SOURCE EXTRACT -

# # #

Blue-Green Deployment with Nginx and Real-Time Monitoring

As part of my DevOps journey, I set out to build a Blue-Green Nginx deployment system that could automatically detect failures, switch between application pools, and alert me in real-time when things went wrong. The goal was to understand zero-downtime deployments at a practical level while building something that could catch issues before users noticed.

This project combines Docker orchestration, Nginx reverse proxy configuration, Python log analysis, and Slack integration to create a complete monitoring and deployment solution. Along the way, I learned about Docker volume sharing, structured logging, and the surprising complexity of making containers talk to each other reliably.

# # #

DATASET EXCERPTS -
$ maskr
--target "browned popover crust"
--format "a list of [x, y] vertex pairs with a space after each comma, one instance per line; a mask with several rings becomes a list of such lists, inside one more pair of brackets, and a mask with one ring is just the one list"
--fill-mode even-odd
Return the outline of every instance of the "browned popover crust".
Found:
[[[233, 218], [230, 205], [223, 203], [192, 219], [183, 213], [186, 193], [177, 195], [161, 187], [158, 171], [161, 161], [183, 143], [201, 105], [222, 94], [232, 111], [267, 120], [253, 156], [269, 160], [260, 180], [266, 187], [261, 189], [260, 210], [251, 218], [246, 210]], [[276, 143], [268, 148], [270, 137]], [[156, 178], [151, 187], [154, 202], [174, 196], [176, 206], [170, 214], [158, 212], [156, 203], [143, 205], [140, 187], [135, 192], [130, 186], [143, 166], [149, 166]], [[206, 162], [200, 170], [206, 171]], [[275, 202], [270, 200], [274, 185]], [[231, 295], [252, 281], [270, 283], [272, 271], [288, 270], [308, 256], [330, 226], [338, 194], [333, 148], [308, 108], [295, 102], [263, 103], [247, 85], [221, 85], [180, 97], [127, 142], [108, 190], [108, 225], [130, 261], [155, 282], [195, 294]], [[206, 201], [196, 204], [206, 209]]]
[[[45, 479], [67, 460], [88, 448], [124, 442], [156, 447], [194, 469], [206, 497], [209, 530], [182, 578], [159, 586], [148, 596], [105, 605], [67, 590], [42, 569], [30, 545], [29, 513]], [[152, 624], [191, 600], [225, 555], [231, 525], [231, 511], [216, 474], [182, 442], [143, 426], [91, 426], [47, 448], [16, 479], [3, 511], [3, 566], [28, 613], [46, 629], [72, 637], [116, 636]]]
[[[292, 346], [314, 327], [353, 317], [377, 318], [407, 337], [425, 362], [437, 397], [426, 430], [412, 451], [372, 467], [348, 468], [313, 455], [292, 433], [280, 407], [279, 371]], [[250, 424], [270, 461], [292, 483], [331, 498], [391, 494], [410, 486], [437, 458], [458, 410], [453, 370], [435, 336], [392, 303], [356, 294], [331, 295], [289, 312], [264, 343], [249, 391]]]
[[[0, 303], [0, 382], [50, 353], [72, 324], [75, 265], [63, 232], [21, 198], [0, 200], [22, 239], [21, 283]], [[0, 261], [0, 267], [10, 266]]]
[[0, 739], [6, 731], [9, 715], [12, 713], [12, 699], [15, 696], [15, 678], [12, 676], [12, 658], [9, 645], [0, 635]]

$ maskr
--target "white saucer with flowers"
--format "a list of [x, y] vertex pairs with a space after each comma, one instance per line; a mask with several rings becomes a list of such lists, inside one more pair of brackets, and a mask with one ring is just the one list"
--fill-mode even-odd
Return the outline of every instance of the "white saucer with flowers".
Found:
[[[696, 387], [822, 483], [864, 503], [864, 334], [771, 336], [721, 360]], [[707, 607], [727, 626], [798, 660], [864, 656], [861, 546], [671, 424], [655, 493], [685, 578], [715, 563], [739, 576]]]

# # #

SET PROBLEM 1 - Which four components does the project in the blue-green deployment article combine?
SET PROBLEM 2 - Proceed with the blue-green deployment article, starting after its final sentence.
The items are not required for this work.

EXPECTED OUTPUT 1 - Docker orchestration, Nginx reverse proxy configuration, Python log analysis, and Slack integration.

EXPECTED OUTPUT 2 -
What it does

The system runs four Docker containers that work together:

Nginx reverse proxy: Routes traffic to blue or green application pools with automatic failover
Blue application pool: Primary or backup application instance
Green application pool: Primary or backup application instance
Alert watcher: Monitors Nginx logs in real-time and sends alerts to Slack

Key features:

Automatic failover from primary to backup pool when the primary becomes unhealthy
Real-time error rate monitoring with configurable thresholds
Structured JSON logging capturing pool name, release ID, latency, and upstream status
Slack notifications for high error rates and pool failover events
Tight timeouts and retry logic for fast failure detection
Comprehensive health checks for all services
Zero-downtime switching between blue and green pools

Architecture at a glance

                        ┌─────────────────┐
                        │   Nginx Proxy   │
                        │   (Port 80)     │
                        └────────┬────────┘
                                 │
                    ┌────────────┴────────────┐
                    │                         │
          ┌─────────▼──────────┐   ┌─────────▼──────────┐
          │   Blue Pool        │   │   Green Pool       │
          │   (Primary/Backup) │   │   (Backup/Primary) │
          │   Port 3000        │   │   Port 3000        │
          └────────────────────┘   └────────────────────┘
                    
                    ┌────────────────────────┐
                    │   Alert Watcher        │
                    │   (Monitors Logs)      │
                    └───────────┬────────────┘
                                │
                                ▼
                        ┌───────────────┐
                        │     Slack     │
                        └───────────────┘

The Nginx proxy determines which pool is primary based on the ACTIVE_POOL environment variable. It routes all traffic to the primary pool and only fails over to the backup when it detects errors. The alert watcher continuously tails the Nginx access logs and calculates error rates over a sliding window.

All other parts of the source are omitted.